■ **SET OF TASKS**
A - Reproduce the open letter about live chat word for word, from "Sadly enough, it" to "a daily basis.)".
B - In two sentences, summarize the open letter about live chat.
C - Translate this sentence from the open letter about live chat into Spanish: "Sadly enough, it was a technological advancement called click to call that killed live chat at the height of its glory."

■ **STUDY TEXT**
An open letter to people in Sales and Customer Support – I come not to bury Live Chat, but to praise it.
Eulogy: The very first online chat service available was known as Talkomatic, which was created by Doug Brown and David R. Woolley in 1973 at the University of Illinois.
However, it was only in 2014 that Brown and Woolley actually released a web-based version. Since then, chat has experienced a meteoric rise, aided by newer technological advancements such as web apps, email chat integration, IM systems, video conferencing, mobile messenger apps and AI chatbots.
Sadly enough, it was a technological advancement called click to call that killed live chat at the height of its glory. Why click to exchange text messages and struggle through all manner of delays and hitches? You can simply click to talk to the person behind the business.
(This is the first in a series of posts that will be published on this topic. In this post, we’ve asked the question – Is live chat dead? Stay tuned for the answers, which will be published on a daily basis.)
Here’s the post-mortem report. Live chat is dead because:
Chat can’t deal with complex sales and leads who need a discussion with you before they buy.
A CNBC article titled “Click to Chat or Click to Call?” states that for simple sales transactions involving lower-priced products, there is not much of a difference among the number of customers who prefer one or the other.
But when a customer makes a higher priced purchase, or if the product information seems complicated, more than 67% of consumers preferred click to call over 33% that preferred chat. This choice suggests that live chat doesn’t function as needed beyond a certain point, even though the person behind the chat or call might be the same.
Data from a Software Advice survey suggests that usage of phone vs live chat on the basis of query type varied depending on the nature of the customer service issues. For example, when it comes to shopping queries, respondents preferred using a phone over chat by 52% to 48%. But for personal queries like those relating to finance, the difference was a considerably large 74% to 27%.
So why bother with a tool that can’t keep up with your growth?

■ **DATA SUPPLIED**
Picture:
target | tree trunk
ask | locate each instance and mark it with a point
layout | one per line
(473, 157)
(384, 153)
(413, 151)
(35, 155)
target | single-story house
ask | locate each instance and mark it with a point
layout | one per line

■ **SOLUTIONS BY TASK**
A -
Sadly enough, it was a technological advancement called click to call that killed live chat at the height of its glory. Why click to exchange text messages and struggle through all manner of delays and hitches? You can simply click to talk to the person behind the business.
(This is the first in a series of posts that will be published on this topic. In this post, we’ve asked the question – Is live chat dead? Stay tuned for the answers, which will be published on a daily basis.)

B - The open letter traces online chat from Talkomatic, created in 1973, through its rapid rise, and argues that click to call killed live chat. It cites a CNBC article and a Software Advice survey showing that customers prefer the phone over chat for higher-priced or complicated purchases and for personal queries.

C - Por desgracia, fue un avance tecnológico llamado «clic para llamar» el que mató al chat en vivo en pleno apogeo de su gloria.